▶ [Task list]:
A – In the North American geography study guide, what climate does the west coast have, and what causes it?
B – From the North American geography study guide, copy verbatim the part that opens with the words containing "2 Climate Zones" and closes with "have different climates.".

▶ [Selected passage]:
##########

Key Concepts Breakdown
1 Physical Features
Students must be able to identify and locate major landforms, rivers, and mountain ranges in North America. Understanding how physical features influence settlement, agriculture, and economic activity is frequently tested. Know the difference between highland, lowland, and coastal regions.
Key Points
- The Rocky Mountains run along the western edge of North America; the Appalachians run along the eastern interior
- The Great Plains is a broad, flat, fertile interior region ideal for agriculture
- The Mississippi-Missouri River system is the largest river system in North America and a historic transportation corridor
- The Canadian Shield is a large, ancient rock formation covering much of central/eastern Canada — poor for farming but rich in minerals
Exam question: 'Which physical feature most directly contributed to the development of the Corn Belt in the central United States?'
The correct answer is the Great Plains / Interior Lowlands. This region has flat terrain, deep fertile soils (mollisols), and moderate rainfall — ideal for large-scale grain farming. Students should connect physical geography (flat land, soil type) to human activity (agriculture) rather than just identifying the feature by location.
2 Climate Zones
North America contains nearly every major climate type, and students must understand why climate varies by latitude, elevation, and proximity to water. Exam questions frequently ask students to match a climate description to a region or explain why two nearby areas have different climates.
Key Points
- Latitude is the primary driver of temperature — lower latitudes (southern Mexico) are warmer; higher latitudes (northern Canada) are colder
- The west coast has a Mediterranean climate (mild, wet winters; dry summers) due to Pacific Ocean influence
- The interior Great Plains has a continental climate — extreme temperature swings, low humidity, variable precipitation
- Elevation causes climate to change rapidly — the Rocky Mountains create rain shadows on their eastern side, making areas like the Great Basin very dry
Exam question: 'Why does Seattle, Washington receive heavy rainfall while Denver, Colorado — at a similar latitude — is semi-arid?'
Seattle sits on the windward (west) side of the Cascades, where moist Pacific air rises, cools, and drops precipitation. Denver sits on the leeward (east) side — the rain shadow — where air has already lost moisture. This tests the rain shadow effect, a core climate mechanism students must be able to apply to any mountain range.
3 U.S. And Canada
Students must understand the geographic, economic, and cultural similarities and differences between the U.S. and Canada. Key themes include resource distribution, population distribution, and the role of physical geography in shaping each country's development.

##########

▶ [Data provided]:
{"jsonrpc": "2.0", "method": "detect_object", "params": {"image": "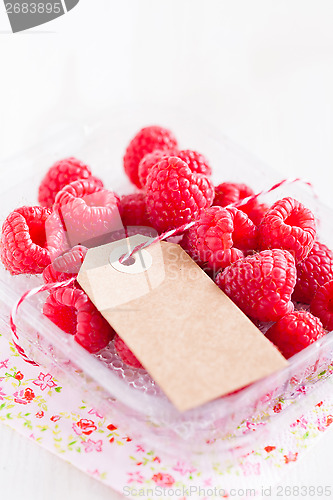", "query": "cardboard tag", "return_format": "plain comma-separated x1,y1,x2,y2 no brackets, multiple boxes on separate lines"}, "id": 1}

78,235,287,411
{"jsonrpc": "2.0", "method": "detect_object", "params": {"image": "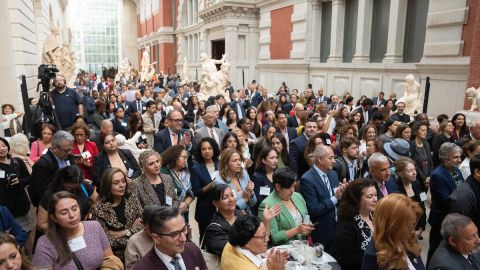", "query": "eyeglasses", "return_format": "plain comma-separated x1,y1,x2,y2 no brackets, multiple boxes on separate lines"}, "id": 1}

54,144,72,154
253,233,270,242
158,225,190,240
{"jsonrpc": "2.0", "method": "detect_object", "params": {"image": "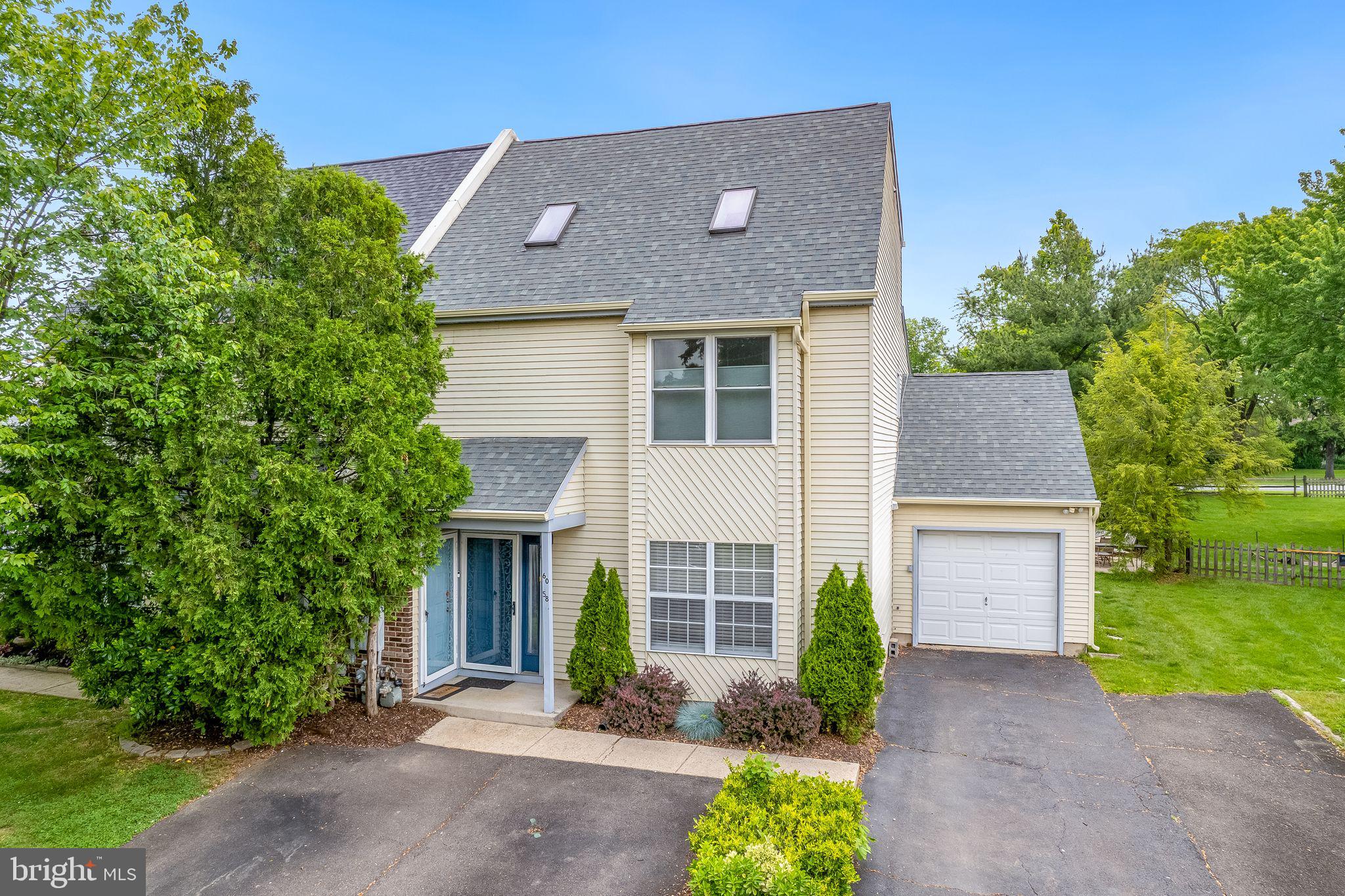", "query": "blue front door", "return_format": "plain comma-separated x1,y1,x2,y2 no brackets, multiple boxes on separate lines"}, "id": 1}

422,536,457,685
463,534,518,672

##########

▶ [Outputs by task]:
A – It has a Mediterranean climate of mild, wet winters and dry summers because of the Pacific Ocean's influence.

B –
2 Climate Zones
North America contains nearly every major climate type, and students must understand why climate varies by latitude, elevation, and proximity to water. Exam questions frequently ask students to match a climate description to a region or explain why two nearby areas have different climates.